GIVEN DATA START

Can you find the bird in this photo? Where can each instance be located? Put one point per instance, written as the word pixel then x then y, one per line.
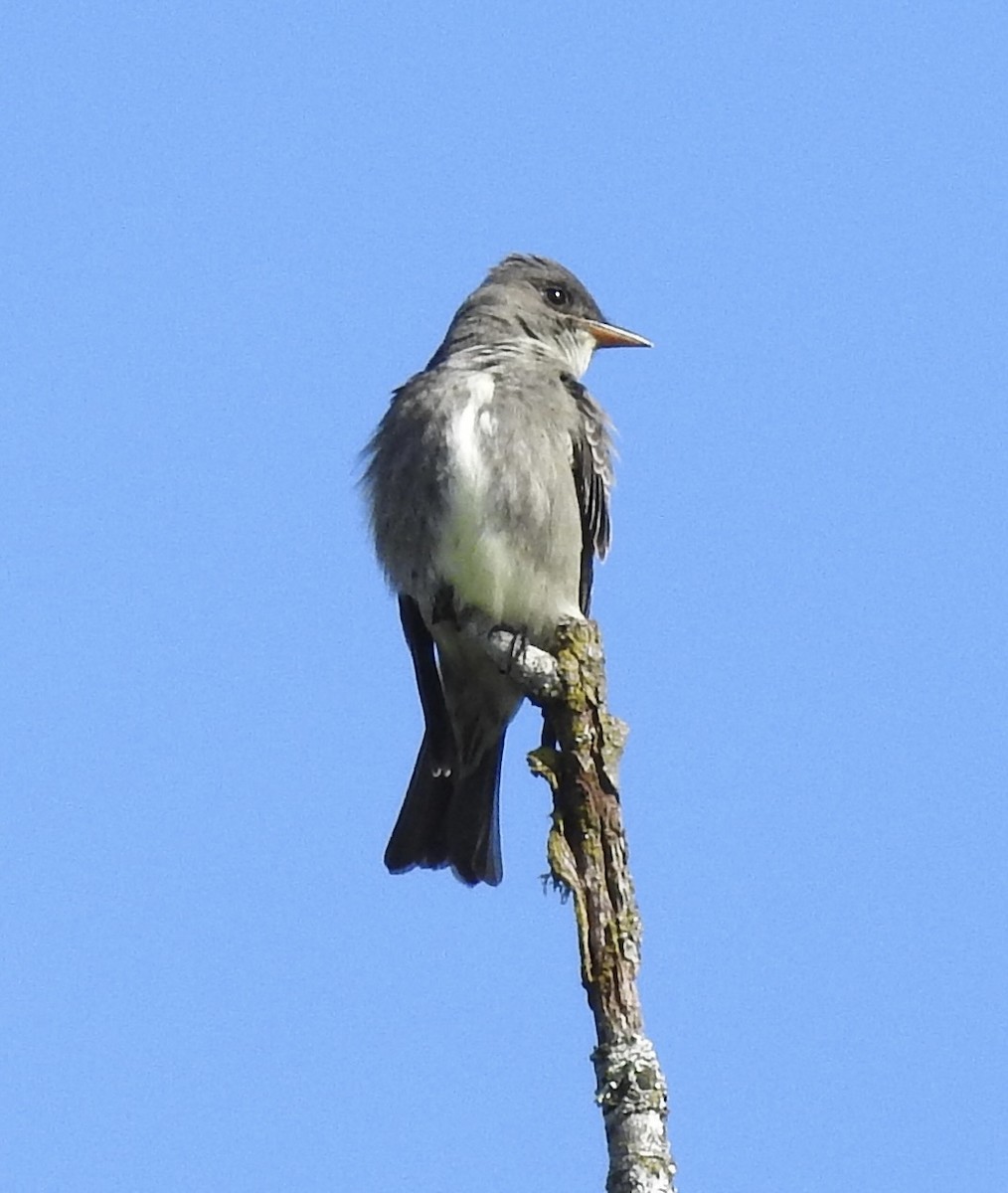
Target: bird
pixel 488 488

GIVEN DATA END
GIVEN DATA START

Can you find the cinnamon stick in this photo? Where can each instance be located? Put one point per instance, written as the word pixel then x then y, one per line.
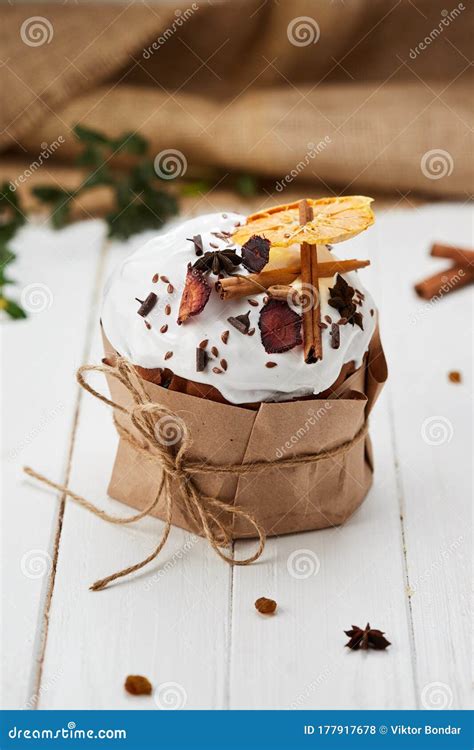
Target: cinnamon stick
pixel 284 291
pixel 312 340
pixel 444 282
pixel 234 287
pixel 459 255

GIVEN DATA END

▸ WHAT THE TASK ASKS: Each line that includes the string "word" should be copied from the data.

▸ PROBLEM SOLUTION:
Can you find the bird in this photo? Where can each instance be located? Put one point per instance, written as the word pixel then x then y, one per line.
Can you find the cinnamon stick in this photo? Where can each instance be located? Put one point per instance, written as the word pixel then x then y, one per line.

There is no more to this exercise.